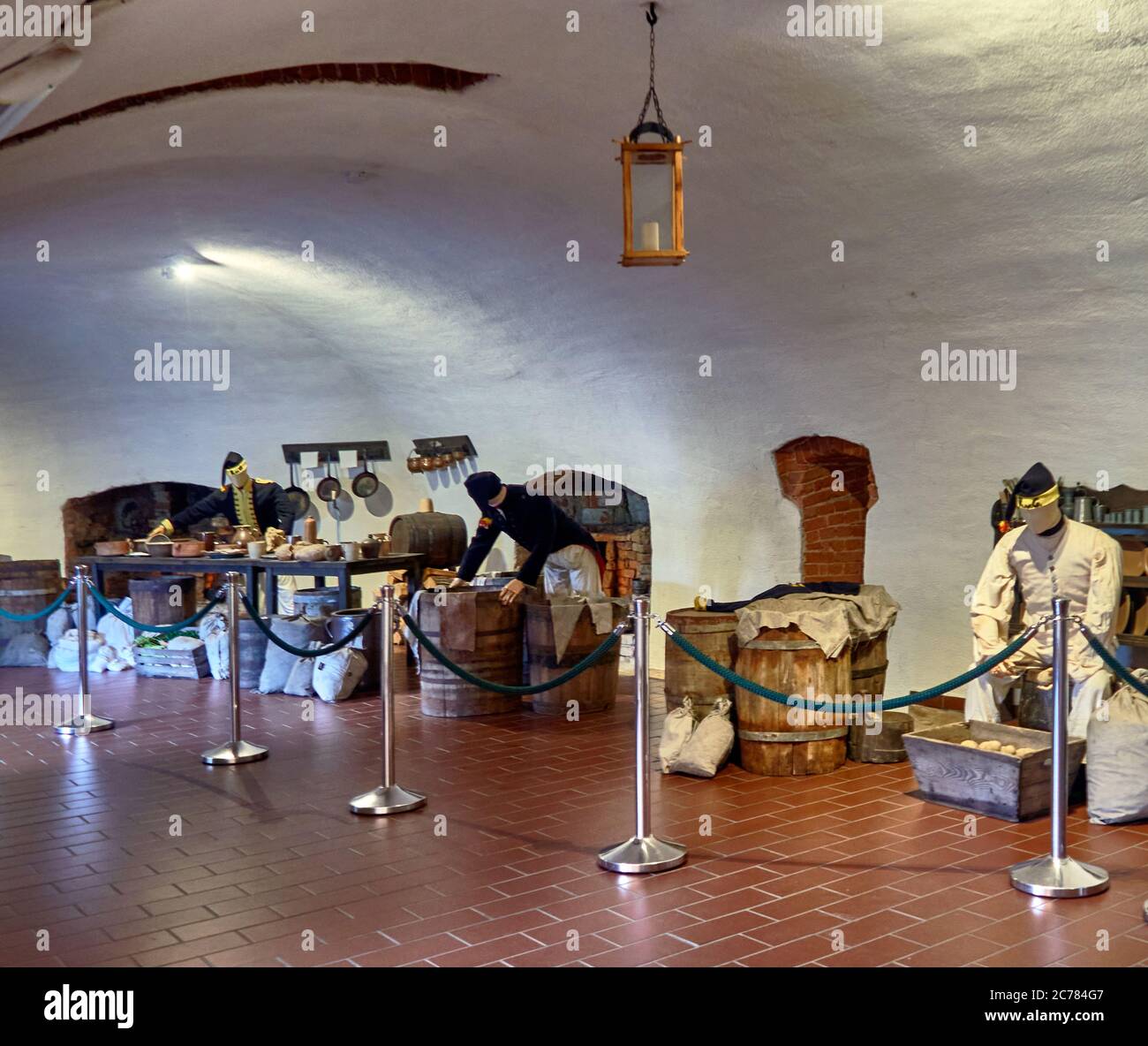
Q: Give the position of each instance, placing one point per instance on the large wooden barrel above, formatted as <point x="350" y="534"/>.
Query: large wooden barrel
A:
<point x="788" y="660"/>
<point x="593" y="689"/>
<point x="343" y="621"/>
<point x="26" y="587"/>
<point x="714" y="635"/>
<point x="496" y="656"/>
<point x="162" y="601"/>
<point x="440" y="536"/>
<point x="871" y="666"/>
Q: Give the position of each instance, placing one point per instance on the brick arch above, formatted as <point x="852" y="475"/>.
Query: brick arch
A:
<point x="831" y="482"/>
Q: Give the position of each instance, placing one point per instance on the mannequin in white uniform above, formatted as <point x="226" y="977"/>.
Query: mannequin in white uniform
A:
<point x="1052" y="557"/>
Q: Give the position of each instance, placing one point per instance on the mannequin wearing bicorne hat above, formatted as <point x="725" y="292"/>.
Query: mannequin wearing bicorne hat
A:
<point x="1049" y="557"/>
<point x="244" y="500"/>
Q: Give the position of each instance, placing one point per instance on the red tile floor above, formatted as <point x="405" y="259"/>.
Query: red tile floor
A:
<point x="498" y="868"/>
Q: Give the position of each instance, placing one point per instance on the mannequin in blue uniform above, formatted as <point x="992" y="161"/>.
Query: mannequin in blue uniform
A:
<point x="245" y="501"/>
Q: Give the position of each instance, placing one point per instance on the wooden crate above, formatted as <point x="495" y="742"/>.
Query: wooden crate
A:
<point x="160" y="663"/>
<point x="988" y="782"/>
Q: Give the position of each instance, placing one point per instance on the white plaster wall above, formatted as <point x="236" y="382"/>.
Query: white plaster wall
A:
<point x="460" y="253"/>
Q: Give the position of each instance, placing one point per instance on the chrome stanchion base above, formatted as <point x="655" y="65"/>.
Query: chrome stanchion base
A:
<point x="1057" y="877"/>
<point x="387" y="800"/>
<point x="234" y="752"/>
<point x="85" y="724"/>
<point x="638" y="855"/>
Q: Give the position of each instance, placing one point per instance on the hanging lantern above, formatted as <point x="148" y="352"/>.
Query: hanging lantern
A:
<point x="653" y="185"/>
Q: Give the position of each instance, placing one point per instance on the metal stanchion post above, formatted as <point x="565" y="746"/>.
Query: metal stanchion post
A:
<point x="644" y="853"/>
<point x="1059" y="875"/>
<point x="389" y="798"/>
<point x="237" y="750"/>
<point x="85" y="723"/>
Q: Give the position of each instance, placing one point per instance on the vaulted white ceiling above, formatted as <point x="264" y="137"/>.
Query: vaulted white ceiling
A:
<point x="462" y="252"/>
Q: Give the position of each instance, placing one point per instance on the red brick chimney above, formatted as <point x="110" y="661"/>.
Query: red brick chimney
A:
<point x="830" y="480"/>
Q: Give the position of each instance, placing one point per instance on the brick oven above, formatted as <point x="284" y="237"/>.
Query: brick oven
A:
<point x="831" y="482"/>
<point x="122" y="512"/>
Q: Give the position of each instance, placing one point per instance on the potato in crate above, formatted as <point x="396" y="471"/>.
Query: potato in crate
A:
<point x="988" y="769"/>
<point x="182" y="657"/>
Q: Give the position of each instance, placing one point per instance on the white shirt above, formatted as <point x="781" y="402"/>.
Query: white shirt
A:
<point x="1078" y="563"/>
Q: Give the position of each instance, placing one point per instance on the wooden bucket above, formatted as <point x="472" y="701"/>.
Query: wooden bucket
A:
<point x="253" y="652"/>
<point x="497" y="656"/>
<point x="440" y="536"/>
<point x="714" y="635"/>
<point x="871" y="666"/>
<point x="1034" y="709"/>
<point x="26" y="587"/>
<point x="153" y="598"/>
<point x="593" y="689"/>
<point x="788" y="660"/>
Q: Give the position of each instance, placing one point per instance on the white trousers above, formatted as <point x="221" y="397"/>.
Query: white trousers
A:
<point x="572" y="571"/>
<point x="986" y="693"/>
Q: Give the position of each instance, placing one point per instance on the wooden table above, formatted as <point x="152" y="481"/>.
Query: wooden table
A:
<point x="270" y="567"/>
<point x="343" y="570"/>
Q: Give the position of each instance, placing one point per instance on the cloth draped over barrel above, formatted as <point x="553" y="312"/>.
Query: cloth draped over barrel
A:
<point x="458" y="620"/>
<point x="831" y="621"/>
<point x="565" y="612"/>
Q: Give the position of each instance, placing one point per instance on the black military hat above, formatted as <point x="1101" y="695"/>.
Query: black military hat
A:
<point x="1034" y="489"/>
<point x="482" y="486"/>
<point x="230" y="464"/>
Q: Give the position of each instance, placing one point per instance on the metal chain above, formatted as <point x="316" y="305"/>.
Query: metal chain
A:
<point x="653" y="93"/>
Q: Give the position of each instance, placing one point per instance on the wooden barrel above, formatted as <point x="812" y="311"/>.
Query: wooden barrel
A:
<point x="26" y="587"/>
<point x="788" y="660"/>
<point x="440" y="536"/>
<point x="714" y="635"/>
<point x="497" y="656"/>
<point x="343" y="621"/>
<point x="321" y="602"/>
<point x="871" y="665"/>
<point x="593" y="689"/>
<point x="162" y="601"/>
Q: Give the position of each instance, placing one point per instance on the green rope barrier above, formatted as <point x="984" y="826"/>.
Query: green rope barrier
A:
<point x="159" y="629"/>
<point x="1112" y="663"/>
<point x="50" y="609"/>
<point x="505" y="688"/>
<point x="792" y="701"/>
<point x="299" y="651"/>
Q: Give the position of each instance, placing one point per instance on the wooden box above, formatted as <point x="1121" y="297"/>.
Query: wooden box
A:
<point x="1007" y="786"/>
<point x="160" y="663"/>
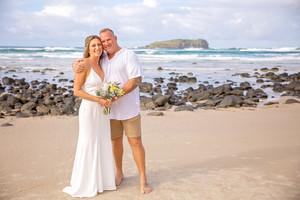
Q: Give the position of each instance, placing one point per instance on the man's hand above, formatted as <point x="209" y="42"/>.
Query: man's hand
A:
<point x="77" y="66"/>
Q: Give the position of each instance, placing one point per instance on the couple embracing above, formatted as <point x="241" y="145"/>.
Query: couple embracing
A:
<point x="100" y="140"/>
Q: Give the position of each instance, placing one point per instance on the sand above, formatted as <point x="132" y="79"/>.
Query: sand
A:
<point x="248" y="153"/>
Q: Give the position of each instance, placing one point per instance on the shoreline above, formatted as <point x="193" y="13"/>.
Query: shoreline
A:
<point x="21" y="98"/>
<point x="245" y="153"/>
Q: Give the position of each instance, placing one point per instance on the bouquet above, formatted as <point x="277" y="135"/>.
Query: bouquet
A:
<point x="109" y="91"/>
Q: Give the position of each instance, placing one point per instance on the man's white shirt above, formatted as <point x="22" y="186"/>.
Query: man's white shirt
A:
<point x="120" y="68"/>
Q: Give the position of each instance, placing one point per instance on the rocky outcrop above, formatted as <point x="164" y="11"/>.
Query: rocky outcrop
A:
<point x="179" y="43"/>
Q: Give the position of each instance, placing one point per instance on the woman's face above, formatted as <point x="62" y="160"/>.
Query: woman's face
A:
<point x="95" y="48"/>
<point x="109" y="42"/>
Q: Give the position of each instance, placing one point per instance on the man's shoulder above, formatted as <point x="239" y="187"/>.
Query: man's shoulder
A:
<point x="128" y="52"/>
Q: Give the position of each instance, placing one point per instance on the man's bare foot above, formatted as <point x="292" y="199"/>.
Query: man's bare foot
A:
<point x="145" y="189"/>
<point x="119" y="179"/>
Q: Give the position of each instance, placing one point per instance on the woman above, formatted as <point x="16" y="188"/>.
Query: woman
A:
<point x="93" y="169"/>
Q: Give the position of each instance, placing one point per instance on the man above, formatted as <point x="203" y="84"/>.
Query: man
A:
<point x="122" y="65"/>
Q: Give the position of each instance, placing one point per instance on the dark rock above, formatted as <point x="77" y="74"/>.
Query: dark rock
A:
<point x="68" y="109"/>
<point x="182" y="79"/>
<point x="237" y="92"/>
<point x="291" y="101"/>
<point x="275" y="69"/>
<point x="51" y="86"/>
<point x="156" y="114"/>
<point x="145" y="87"/>
<point x="3" y="97"/>
<point x="209" y="103"/>
<point x="8" y="81"/>
<point x="218" y="90"/>
<point x="147" y="103"/>
<point x="62" y="80"/>
<point x="292" y="85"/>
<point x="172" y="86"/>
<point x="245" y="85"/>
<point x="27" y="109"/>
<point x="192" y="80"/>
<point x="161" y="101"/>
<point x="270" y="103"/>
<point x="69" y="100"/>
<point x="12" y="100"/>
<point x="260" y="93"/>
<point x="48" y="101"/>
<point x="55" y="111"/>
<point x="231" y="100"/>
<point x="248" y="102"/>
<point x="157" y="89"/>
<point x="277" y="87"/>
<point x="269" y="75"/>
<point x="260" y="81"/>
<point x="264" y="69"/>
<point x="245" y="75"/>
<point x="6" y="124"/>
<point x="159" y="80"/>
<point x="42" y="110"/>
<point x="184" y="108"/>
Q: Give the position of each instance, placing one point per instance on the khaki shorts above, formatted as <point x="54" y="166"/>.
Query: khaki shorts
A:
<point x="131" y="126"/>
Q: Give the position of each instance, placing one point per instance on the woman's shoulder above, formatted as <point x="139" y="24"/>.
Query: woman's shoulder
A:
<point x="86" y="64"/>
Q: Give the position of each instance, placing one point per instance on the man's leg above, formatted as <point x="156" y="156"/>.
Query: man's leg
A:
<point x="138" y="152"/>
<point x="117" y="147"/>
<point x="133" y="132"/>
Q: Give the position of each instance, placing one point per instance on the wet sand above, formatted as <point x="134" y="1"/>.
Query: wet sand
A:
<point x="246" y="153"/>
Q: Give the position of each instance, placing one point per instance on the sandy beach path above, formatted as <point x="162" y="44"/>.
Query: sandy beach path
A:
<point x="248" y="154"/>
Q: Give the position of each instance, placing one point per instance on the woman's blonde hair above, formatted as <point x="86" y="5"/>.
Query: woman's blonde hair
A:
<point x="87" y="42"/>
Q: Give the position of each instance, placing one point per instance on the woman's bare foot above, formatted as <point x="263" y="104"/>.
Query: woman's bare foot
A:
<point x="119" y="179"/>
<point x="145" y="188"/>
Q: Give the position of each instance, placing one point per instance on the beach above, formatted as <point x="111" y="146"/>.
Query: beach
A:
<point x="245" y="153"/>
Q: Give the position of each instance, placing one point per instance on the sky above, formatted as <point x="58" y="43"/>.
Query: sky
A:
<point x="136" y="23"/>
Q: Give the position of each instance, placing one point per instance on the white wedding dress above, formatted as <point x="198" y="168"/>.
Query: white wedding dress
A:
<point x="93" y="170"/>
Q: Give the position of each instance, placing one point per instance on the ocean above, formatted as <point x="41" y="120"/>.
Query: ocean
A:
<point x="215" y="66"/>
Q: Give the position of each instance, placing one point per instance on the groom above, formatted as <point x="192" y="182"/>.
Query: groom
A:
<point x="122" y="65"/>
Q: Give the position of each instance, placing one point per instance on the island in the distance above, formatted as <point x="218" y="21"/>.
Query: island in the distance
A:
<point x="179" y="43"/>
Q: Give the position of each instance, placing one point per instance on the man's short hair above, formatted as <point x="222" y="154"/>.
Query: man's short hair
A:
<point x="106" y="29"/>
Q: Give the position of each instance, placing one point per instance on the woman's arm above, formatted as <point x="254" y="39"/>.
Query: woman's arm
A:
<point x="79" y="80"/>
<point x="77" y="66"/>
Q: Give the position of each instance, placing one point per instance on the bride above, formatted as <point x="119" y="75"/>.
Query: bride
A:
<point x="93" y="170"/>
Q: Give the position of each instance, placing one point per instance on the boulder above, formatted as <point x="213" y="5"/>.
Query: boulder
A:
<point x="184" y="108"/>
<point x="145" y="87"/>
<point x="8" y="81"/>
<point x="162" y="100"/>
<point x="291" y="101"/>
<point x="155" y="114"/>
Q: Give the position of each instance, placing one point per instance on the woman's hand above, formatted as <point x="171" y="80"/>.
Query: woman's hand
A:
<point x="104" y="102"/>
<point x="78" y="66"/>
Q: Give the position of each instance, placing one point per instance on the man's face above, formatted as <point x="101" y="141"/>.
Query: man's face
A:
<point x="109" y="42"/>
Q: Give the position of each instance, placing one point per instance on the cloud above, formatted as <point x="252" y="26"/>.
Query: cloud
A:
<point x="61" y="11"/>
<point x="150" y="3"/>
<point x="139" y="22"/>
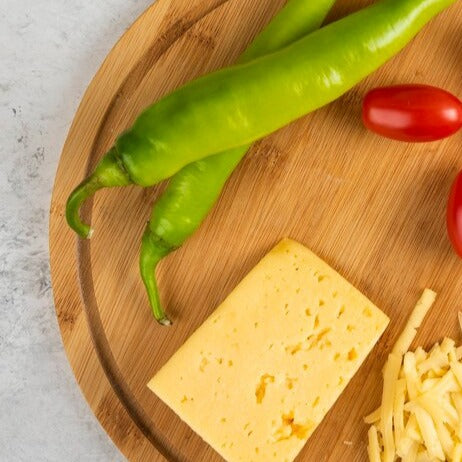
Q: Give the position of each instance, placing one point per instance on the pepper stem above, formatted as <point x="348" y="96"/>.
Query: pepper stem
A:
<point x="153" y="249"/>
<point x="80" y="194"/>
<point x="109" y="172"/>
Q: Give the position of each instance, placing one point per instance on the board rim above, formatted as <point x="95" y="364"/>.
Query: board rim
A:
<point x="80" y="251"/>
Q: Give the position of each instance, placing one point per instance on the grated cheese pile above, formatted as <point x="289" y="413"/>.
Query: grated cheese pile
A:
<point x="420" y="418"/>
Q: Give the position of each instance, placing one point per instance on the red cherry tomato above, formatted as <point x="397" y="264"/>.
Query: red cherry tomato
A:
<point x="454" y="216"/>
<point x="412" y="113"/>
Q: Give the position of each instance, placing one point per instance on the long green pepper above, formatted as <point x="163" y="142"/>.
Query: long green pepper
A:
<point x="193" y="191"/>
<point x="240" y="104"/>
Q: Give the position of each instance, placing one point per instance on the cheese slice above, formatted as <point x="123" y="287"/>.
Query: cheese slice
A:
<point x="259" y="375"/>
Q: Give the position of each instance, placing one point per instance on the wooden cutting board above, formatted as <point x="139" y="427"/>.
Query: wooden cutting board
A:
<point x="374" y="209"/>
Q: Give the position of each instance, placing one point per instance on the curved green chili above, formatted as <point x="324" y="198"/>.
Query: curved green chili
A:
<point x="240" y="104"/>
<point x="192" y="192"/>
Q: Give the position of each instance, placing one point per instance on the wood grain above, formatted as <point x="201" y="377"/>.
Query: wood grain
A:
<point x="372" y="208"/>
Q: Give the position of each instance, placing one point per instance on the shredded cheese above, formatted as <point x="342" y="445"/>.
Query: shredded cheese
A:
<point x="420" y="418"/>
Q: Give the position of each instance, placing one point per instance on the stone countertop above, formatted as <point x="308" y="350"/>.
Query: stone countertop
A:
<point x="50" y="50"/>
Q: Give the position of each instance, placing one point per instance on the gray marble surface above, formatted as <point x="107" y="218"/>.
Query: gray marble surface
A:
<point x="49" y="51"/>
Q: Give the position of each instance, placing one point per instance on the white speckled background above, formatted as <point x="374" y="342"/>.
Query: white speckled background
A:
<point x="49" y="51"/>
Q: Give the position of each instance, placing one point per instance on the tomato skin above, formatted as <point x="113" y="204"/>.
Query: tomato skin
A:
<point x="412" y="113"/>
<point x="454" y="215"/>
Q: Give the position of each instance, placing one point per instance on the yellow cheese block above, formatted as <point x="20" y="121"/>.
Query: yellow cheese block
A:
<point x="259" y="375"/>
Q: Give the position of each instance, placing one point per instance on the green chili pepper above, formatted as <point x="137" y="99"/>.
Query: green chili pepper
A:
<point x="237" y="105"/>
<point x="192" y="192"/>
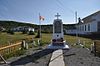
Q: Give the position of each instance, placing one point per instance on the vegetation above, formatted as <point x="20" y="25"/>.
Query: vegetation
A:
<point x="8" y="38"/>
<point x="10" y="24"/>
<point x="14" y="54"/>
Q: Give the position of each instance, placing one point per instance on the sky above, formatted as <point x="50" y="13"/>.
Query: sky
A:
<point x="28" y="10"/>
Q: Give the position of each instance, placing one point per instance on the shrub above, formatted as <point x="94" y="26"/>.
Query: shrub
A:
<point x="10" y="32"/>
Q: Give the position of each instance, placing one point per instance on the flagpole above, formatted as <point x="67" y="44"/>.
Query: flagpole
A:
<point x="40" y="25"/>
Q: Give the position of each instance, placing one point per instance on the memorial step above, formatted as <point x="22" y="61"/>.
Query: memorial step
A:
<point x="57" y="58"/>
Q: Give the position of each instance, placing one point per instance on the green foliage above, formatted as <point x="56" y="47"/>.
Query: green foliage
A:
<point x="14" y="54"/>
<point x="24" y="32"/>
<point x="31" y="33"/>
<point x="10" y="32"/>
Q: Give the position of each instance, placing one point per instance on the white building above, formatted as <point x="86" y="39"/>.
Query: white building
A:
<point x="88" y="25"/>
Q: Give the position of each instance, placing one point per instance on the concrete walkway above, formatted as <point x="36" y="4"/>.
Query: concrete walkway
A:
<point x="57" y="58"/>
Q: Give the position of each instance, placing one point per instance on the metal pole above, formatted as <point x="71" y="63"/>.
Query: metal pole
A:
<point x="40" y="25"/>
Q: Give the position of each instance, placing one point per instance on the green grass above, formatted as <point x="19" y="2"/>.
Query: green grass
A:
<point x="46" y="38"/>
<point x="73" y="39"/>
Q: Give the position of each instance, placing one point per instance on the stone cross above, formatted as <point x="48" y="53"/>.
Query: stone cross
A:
<point x="57" y="15"/>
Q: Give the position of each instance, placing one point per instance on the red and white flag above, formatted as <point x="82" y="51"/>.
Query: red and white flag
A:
<point x="41" y="18"/>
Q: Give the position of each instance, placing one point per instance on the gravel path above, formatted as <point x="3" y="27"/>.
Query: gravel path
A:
<point x="31" y="58"/>
<point x="80" y="57"/>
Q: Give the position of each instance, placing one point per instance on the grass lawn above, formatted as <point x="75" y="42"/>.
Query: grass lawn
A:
<point x="6" y="38"/>
<point x="69" y="39"/>
<point x="46" y="38"/>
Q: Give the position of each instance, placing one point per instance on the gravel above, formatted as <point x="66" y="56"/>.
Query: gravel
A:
<point x="39" y="57"/>
<point x="80" y="57"/>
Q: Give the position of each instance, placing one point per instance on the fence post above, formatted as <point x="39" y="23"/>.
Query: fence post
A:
<point x="23" y="44"/>
<point x="94" y="48"/>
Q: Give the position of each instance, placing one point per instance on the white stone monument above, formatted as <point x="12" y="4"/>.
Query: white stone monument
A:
<point x="58" y="36"/>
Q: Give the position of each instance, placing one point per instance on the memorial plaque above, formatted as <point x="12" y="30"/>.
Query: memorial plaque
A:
<point x="57" y="27"/>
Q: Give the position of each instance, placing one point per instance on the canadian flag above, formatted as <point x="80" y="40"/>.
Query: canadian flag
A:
<point x="41" y="18"/>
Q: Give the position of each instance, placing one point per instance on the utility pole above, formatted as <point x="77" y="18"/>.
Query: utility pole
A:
<point x="76" y="27"/>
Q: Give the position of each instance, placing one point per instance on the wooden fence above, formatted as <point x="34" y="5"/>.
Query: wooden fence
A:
<point x="10" y="48"/>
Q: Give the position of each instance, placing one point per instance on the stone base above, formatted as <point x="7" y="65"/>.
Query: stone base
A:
<point x="51" y="46"/>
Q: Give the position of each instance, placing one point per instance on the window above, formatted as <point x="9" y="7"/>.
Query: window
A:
<point x="88" y="27"/>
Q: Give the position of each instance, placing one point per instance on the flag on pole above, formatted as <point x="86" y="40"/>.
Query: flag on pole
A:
<point x="41" y="18"/>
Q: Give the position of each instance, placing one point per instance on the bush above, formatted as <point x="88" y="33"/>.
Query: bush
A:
<point x="31" y="33"/>
<point x="14" y="54"/>
<point x="10" y="32"/>
<point x="24" y="32"/>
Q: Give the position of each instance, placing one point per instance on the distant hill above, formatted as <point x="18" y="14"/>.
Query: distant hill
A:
<point x="11" y="24"/>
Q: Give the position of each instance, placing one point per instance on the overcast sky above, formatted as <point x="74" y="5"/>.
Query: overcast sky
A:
<point x="28" y="10"/>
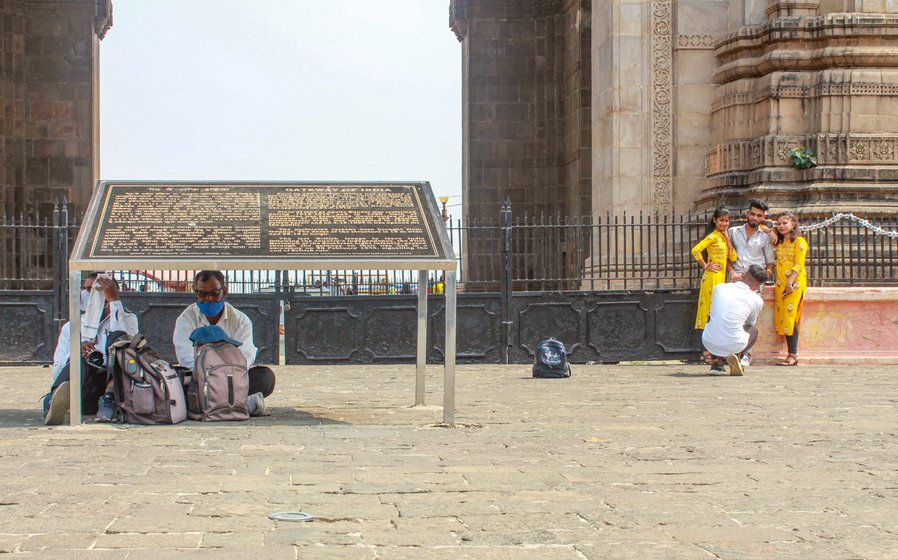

• **TASK OBJECTIVE**
State how many lines of the material above contain the word "oven", giving the number alone.

• **ANSWER BELOW**
2